## Task statement
Extract every line of the records below that contains the string "ground".

## Data section
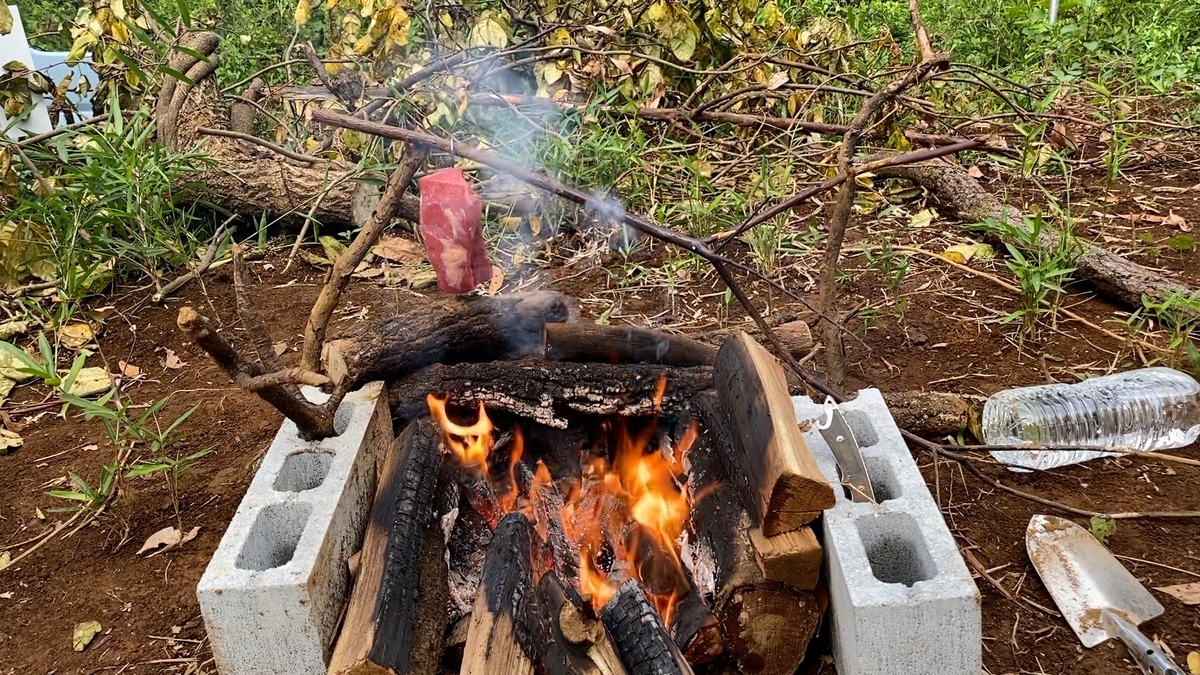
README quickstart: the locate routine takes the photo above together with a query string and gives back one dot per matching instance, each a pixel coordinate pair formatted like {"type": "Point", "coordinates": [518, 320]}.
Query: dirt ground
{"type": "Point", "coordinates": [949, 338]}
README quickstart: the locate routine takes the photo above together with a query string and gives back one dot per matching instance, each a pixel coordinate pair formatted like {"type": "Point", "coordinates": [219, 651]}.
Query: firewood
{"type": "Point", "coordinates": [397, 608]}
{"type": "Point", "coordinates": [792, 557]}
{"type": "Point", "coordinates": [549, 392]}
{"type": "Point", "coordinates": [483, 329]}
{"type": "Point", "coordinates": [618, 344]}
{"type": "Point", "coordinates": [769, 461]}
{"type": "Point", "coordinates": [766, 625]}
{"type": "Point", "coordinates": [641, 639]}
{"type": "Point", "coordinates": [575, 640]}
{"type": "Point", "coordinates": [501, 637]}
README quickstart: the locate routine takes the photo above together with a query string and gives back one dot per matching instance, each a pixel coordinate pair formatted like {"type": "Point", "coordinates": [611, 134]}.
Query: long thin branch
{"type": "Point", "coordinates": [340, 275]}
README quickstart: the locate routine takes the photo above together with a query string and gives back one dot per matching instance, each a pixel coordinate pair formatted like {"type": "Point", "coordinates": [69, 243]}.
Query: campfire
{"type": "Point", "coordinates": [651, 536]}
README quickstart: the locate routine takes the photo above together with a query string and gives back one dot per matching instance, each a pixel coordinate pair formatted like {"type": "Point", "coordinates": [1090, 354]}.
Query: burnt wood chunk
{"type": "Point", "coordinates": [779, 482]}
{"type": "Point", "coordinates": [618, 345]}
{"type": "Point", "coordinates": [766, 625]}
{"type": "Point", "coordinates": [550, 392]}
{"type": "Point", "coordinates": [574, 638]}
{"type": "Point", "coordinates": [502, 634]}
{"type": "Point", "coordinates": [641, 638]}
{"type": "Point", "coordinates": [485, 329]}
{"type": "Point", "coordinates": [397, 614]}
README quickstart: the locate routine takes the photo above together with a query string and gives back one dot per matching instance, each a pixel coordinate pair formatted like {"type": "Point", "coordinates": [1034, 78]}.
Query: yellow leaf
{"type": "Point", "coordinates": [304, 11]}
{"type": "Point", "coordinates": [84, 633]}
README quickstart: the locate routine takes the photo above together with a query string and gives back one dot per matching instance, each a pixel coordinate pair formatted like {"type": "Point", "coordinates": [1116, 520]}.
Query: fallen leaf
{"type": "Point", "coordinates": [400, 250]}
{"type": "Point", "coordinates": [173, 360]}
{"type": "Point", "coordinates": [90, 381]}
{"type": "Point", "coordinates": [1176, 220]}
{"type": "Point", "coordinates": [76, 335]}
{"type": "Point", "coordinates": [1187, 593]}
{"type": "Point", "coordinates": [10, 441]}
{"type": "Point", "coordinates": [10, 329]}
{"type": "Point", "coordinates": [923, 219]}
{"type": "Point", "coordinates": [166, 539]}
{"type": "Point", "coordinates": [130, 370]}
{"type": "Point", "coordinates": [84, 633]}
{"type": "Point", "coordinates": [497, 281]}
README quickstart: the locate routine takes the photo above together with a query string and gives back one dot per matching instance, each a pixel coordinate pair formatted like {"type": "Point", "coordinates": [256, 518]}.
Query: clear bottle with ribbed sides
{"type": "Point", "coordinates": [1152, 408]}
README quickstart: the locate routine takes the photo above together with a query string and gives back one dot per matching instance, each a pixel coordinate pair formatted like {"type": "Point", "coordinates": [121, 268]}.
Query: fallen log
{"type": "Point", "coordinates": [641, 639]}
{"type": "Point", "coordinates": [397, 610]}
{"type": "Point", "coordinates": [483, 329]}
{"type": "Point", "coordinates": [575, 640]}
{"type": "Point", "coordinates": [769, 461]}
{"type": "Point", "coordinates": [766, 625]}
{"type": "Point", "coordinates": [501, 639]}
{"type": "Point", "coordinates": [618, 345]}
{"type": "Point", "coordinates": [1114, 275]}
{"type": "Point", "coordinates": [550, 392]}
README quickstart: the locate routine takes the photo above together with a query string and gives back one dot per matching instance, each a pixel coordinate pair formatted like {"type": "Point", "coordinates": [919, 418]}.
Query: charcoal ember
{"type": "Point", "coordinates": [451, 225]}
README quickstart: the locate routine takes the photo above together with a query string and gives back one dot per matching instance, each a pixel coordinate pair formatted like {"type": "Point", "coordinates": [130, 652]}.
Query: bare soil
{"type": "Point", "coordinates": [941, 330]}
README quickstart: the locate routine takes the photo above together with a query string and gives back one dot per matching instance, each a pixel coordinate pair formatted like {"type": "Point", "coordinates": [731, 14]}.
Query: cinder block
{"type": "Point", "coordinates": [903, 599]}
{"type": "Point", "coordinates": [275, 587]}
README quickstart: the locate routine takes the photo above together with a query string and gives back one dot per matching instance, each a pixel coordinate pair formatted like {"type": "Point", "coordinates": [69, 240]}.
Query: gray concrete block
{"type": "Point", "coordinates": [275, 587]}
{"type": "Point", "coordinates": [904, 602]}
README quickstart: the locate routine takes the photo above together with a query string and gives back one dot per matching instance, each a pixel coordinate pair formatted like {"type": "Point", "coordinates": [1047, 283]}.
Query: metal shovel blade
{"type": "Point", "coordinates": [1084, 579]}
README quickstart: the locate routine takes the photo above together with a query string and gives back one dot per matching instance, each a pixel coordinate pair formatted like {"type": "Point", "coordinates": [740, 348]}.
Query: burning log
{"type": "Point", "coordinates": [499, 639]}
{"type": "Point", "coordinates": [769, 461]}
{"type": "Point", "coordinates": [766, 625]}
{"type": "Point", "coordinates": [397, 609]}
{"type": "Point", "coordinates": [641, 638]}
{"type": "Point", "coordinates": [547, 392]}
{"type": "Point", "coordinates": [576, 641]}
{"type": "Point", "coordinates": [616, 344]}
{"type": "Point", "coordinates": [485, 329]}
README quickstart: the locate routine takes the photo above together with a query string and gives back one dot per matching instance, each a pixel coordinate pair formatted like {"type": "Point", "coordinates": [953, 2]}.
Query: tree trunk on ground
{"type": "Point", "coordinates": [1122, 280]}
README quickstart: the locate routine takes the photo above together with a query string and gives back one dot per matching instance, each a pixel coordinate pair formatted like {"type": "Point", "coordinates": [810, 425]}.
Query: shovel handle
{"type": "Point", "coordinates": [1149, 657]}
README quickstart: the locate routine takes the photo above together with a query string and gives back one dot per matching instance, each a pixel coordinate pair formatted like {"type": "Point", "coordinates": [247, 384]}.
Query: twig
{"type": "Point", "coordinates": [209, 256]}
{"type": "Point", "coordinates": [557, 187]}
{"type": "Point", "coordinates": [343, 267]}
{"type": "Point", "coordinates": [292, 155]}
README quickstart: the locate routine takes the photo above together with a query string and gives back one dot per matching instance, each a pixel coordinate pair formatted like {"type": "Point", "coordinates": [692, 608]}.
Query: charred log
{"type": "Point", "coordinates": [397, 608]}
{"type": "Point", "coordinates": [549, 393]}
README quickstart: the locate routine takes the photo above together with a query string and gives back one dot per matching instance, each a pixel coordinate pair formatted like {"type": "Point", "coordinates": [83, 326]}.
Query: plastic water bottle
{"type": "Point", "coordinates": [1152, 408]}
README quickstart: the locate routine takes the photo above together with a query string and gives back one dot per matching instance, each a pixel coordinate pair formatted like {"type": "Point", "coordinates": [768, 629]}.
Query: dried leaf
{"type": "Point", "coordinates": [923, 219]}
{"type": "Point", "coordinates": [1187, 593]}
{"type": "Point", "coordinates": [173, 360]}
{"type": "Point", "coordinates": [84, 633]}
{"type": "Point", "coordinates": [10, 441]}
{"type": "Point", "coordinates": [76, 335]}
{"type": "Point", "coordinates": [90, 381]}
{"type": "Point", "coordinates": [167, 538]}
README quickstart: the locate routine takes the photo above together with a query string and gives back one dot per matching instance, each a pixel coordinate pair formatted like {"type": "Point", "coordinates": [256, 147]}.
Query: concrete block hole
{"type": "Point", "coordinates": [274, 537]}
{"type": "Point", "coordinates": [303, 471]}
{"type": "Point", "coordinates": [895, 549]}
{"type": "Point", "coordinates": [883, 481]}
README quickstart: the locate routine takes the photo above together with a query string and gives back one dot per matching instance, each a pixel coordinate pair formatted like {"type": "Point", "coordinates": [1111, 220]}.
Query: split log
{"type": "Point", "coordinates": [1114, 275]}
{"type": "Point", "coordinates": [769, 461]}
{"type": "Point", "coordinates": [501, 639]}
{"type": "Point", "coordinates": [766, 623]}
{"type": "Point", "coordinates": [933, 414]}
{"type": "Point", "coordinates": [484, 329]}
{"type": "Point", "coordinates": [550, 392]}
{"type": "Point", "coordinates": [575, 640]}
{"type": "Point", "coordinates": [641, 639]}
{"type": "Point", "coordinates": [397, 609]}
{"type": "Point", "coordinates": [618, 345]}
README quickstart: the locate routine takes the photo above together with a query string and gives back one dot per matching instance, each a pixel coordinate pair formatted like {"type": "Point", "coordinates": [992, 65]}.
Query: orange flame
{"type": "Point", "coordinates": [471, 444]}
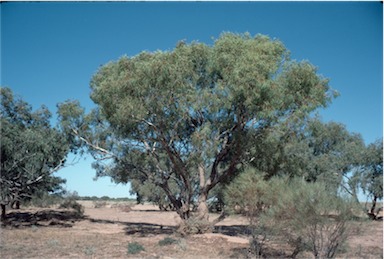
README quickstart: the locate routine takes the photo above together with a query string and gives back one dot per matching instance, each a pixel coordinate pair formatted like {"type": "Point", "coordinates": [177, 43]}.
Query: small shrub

## Answer to this exercise
Query: dirt ground
Query: tree trunk on ground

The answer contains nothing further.